TASK INSTRUCTIONS
In the case study on the neonatal vitals-monitoring wearable, who are named as the three users for Nemocare?

DOCUMENT SEGMENT
* * *

User Research and early concepts for a wearable device that continuosly monitors baby's necessary vitals to detect Apnea and Hypothermia in neo-natal ICU and alerts the nurse when distress conditions are detected.
My Role: Contextual Inquiry and observations, Concept Development, Product Design
Awards: Funded by the Bill and Melinda Gates Foundation
Team: Founding Team, Mechanical and Biomedical Engineer
Saving lives of 400,000 premature babies every year
Out of 8 million premature babies that are born in India every year, more than 400,000 die. They are highly susceptible to life-threatening conditions like Apnea, Hypothermia, and Respiratory distress and 80% of these deaths are preventable. And most of these deaths happen in low-income communities. Through desktop research and interviews, we have identified that this happens due to 3 main reasons:
No Timely Intervention
Lack of accurate detection of conditions and alerting for timely intervention required to prevent injury
Lack of Resources and Delayed Attention
In low resource setting, due to lack of manpower, attention to apnea and hypothermia is delayed or absent. Early discharge due to lack of family and institutional resources increases the risk
Current devices are expensive with high rate of false alarms.
Wearables for babies
Observation and Contextual Inquiry
The Co-founder and I visited hospitals in Hyderabad, India to learn about their work routine, current monitoring system, and knowledge of mobile devices. The idea was to do an area specific(state-wise) user study and develop strategies to expand in other areas. We recruited nurses, doctors, neonate's family, hospital admin to do our user interviews and contextual inquiry. They belonged to both rural areas and cities, small scale and large scale hospitals.
Through this research, we realized that there is a major need for intervention in hospital settings(more than home) to prevent Apnea and Hypothermia. The three users for Nemocare are Nurses, Doctors and Hospital Admins. Nurses and Doctors are going to use this device every day while the hospital admin uses it only to make changes/monitor patient data.
Once the baby is delivered by the doctor, the nurse plays a major role in monitoring the baby, but they are understaffed.
Information entry and sharing is a major part of the nurse's daily routine and is extremely time-consuming. They rather focus on monitoring babies.
Current equipment is bulky, intimidating to the mother and often gives false alarms.
Monitoring gets difficult when the baby is shifted to wards.
I was involved in low-fidelity prototyping of the wearable along with one of the Co-founders. We explored different sensors to get accurate readings and fabricated it in a way that it can be tested without intimidating baby's parents. I also designed wireframes and low-fi screens for the app, both on mobile and desktop to run initial tests on the nurses.

* * *

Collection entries
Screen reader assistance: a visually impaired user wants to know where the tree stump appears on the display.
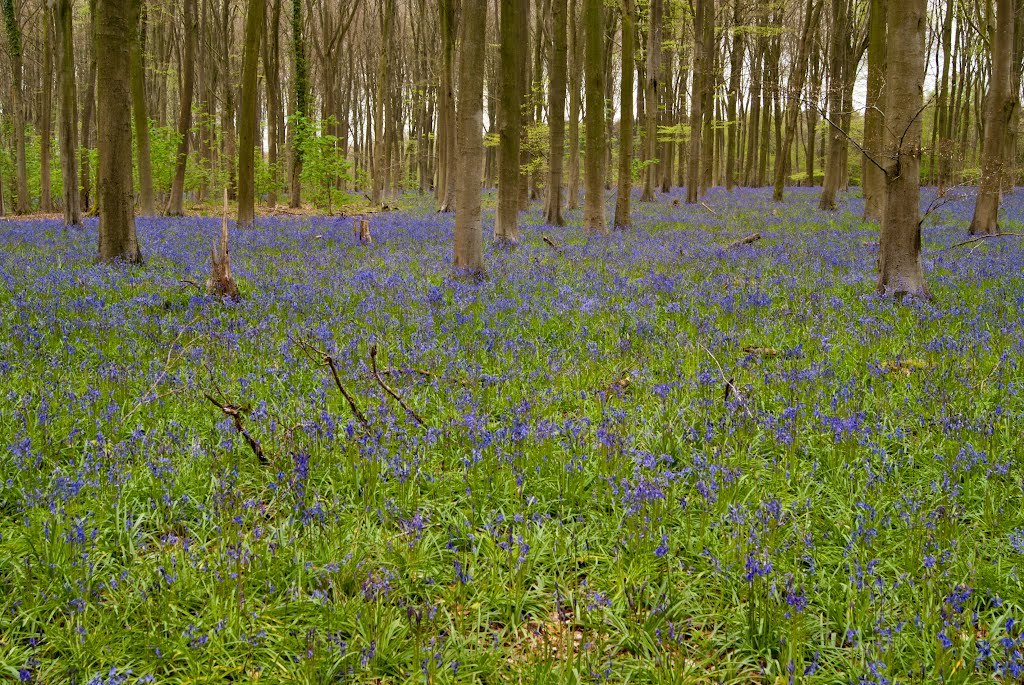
[359,219,374,245]
[206,188,242,300]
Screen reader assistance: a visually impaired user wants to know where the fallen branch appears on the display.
[288,335,370,428]
[939,233,1024,254]
[693,340,754,421]
[725,233,761,250]
[370,343,427,428]
[203,392,270,466]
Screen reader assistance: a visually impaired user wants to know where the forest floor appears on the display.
[0,189,1024,685]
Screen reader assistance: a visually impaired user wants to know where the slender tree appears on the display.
[55,0,82,226]
[455,0,488,273]
[878,0,928,298]
[772,0,821,202]
[583,0,608,233]
[640,0,663,202]
[971,0,1018,236]
[239,0,265,227]
[615,0,636,228]
[128,0,157,216]
[495,0,529,245]
[686,0,714,204]
[862,0,888,221]
[166,0,199,216]
[95,0,142,262]
[0,0,32,214]
[546,0,569,226]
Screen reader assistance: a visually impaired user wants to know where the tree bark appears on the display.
[455,0,489,273]
[55,0,82,226]
[686,0,714,205]
[971,0,1017,236]
[878,0,928,298]
[0,0,32,214]
[545,0,569,226]
[95,0,142,262]
[640,0,663,202]
[861,0,888,222]
[239,0,265,227]
[614,0,636,228]
[772,0,821,202]
[165,0,199,216]
[128,0,157,216]
[818,0,851,212]
[495,0,528,245]
[583,0,608,233]
[725,0,743,192]
[39,2,53,212]
[565,0,583,210]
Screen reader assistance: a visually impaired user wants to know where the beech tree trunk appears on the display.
[239,0,265,228]
[872,0,928,298]
[455,0,488,273]
[39,2,53,212]
[495,0,528,245]
[818,0,847,212]
[640,0,663,202]
[95,0,142,262]
[614,0,636,228]
[166,0,199,216]
[0,0,32,214]
[686,0,714,205]
[546,0,569,226]
[566,0,583,210]
[772,0,821,202]
[55,0,82,226]
[128,0,157,216]
[862,0,884,222]
[583,0,608,233]
[971,0,1018,236]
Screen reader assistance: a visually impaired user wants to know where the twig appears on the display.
[370,343,427,428]
[725,233,761,250]
[693,340,754,421]
[203,392,270,465]
[939,233,1024,254]
[288,335,370,428]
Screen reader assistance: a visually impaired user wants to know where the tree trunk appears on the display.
[288,0,312,209]
[239,0,265,227]
[0,0,32,214]
[495,0,528,245]
[583,0,608,233]
[971,0,1018,236]
[615,0,636,228]
[878,0,928,298]
[546,0,569,226]
[725,0,743,192]
[39,2,53,212]
[772,0,821,202]
[55,0,82,226]
[95,0,142,262]
[165,0,199,216]
[861,0,888,222]
[263,0,282,209]
[640,0,663,202]
[566,0,583,210]
[455,0,489,273]
[818,0,847,212]
[686,0,714,205]
[128,0,157,216]
[437,0,456,212]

* * *

EXERCISE RESPONSE
Nurses, doctors, and hospital admins.